Task item
Please repeat the records below word for word, leaving out the pictures.

Saved data entries:
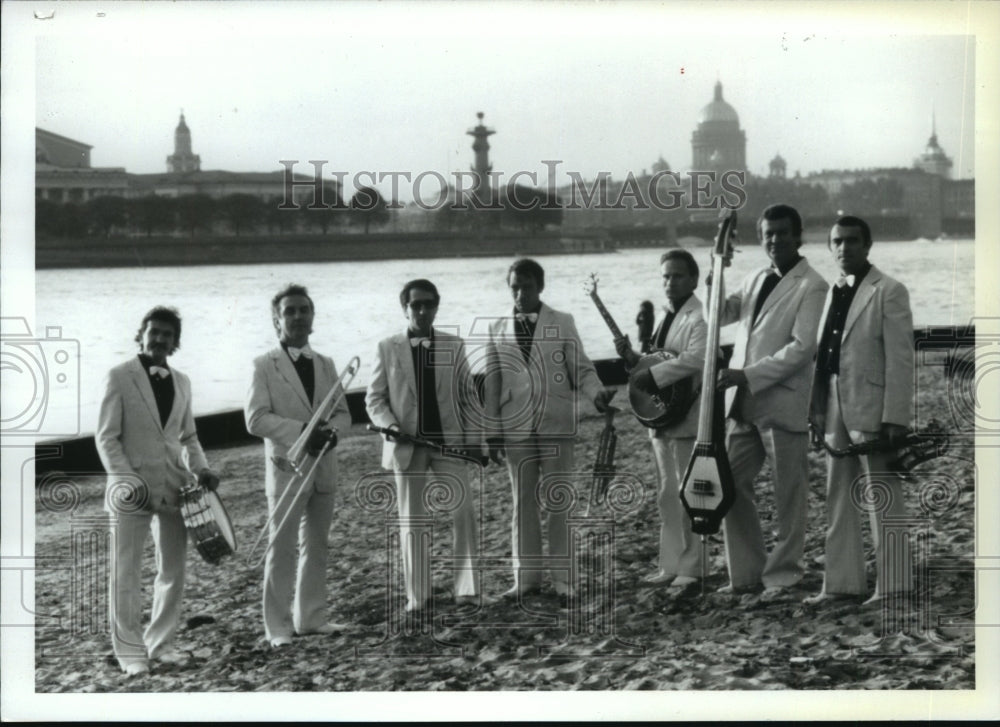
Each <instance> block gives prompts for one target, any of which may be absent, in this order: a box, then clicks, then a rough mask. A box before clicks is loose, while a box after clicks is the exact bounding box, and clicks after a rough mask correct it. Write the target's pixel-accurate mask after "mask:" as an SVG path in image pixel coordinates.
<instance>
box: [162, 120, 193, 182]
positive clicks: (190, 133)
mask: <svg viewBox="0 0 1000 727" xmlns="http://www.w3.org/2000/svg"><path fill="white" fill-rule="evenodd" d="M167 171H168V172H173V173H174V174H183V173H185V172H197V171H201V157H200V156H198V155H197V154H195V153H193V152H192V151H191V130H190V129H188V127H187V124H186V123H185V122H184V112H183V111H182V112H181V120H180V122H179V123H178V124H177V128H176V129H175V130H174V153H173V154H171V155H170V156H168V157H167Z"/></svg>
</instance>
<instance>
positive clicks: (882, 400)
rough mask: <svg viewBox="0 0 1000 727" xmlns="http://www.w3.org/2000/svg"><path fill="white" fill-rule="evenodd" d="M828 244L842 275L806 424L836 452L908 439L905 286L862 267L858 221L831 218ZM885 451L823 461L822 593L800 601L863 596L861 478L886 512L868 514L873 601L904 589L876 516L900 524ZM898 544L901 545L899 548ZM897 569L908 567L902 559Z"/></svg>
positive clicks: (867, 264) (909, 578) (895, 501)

Exercise output
Each <instance> block gives prompts for one target, any of which may be absent, in this order: a box, then clicks, then a rough mask. A box before clicks is loose, while a box after clicks is the exact bounding box, and clicks after a rough mask correct it. Write the target's pixel-accurate mask after "mask:" as an SVG path in image pixel coordinates.
<instance>
box: [162, 120, 193, 182]
positive clicks: (190, 133)
mask: <svg viewBox="0 0 1000 727" xmlns="http://www.w3.org/2000/svg"><path fill="white" fill-rule="evenodd" d="M167 171H168V172H173V173H174V174H183V173H185V172H197V171H201V157H200V156H198V155H197V154H195V153H193V152H192V151H191V130H190V129H188V127H187V124H186V123H185V122H184V112H183V111H182V112H181V120H180V122H179V123H178V124H177V128H176V129H175V130H174V153H173V154H171V155H170V156H168V157H167Z"/></svg>
</instance>
<instance>
positive clicks: (882, 400)
rough mask: <svg viewBox="0 0 1000 727" xmlns="http://www.w3.org/2000/svg"><path fill="white" fill-rule="evenodd" d="M828 244L842 275L806 424L836 452L908 439L905 286L862 267L858 221L831 218ZM885 451L823 461L822 593L800 601L863 596L861 478L886 512L868 514L873 601L904 589L876 516L900 524ZM898 544L901 545L899 548ZM897 569L908 567L902 559Z"/></svg>
positive clicks: (867, 264) (909, 578) (895, 501)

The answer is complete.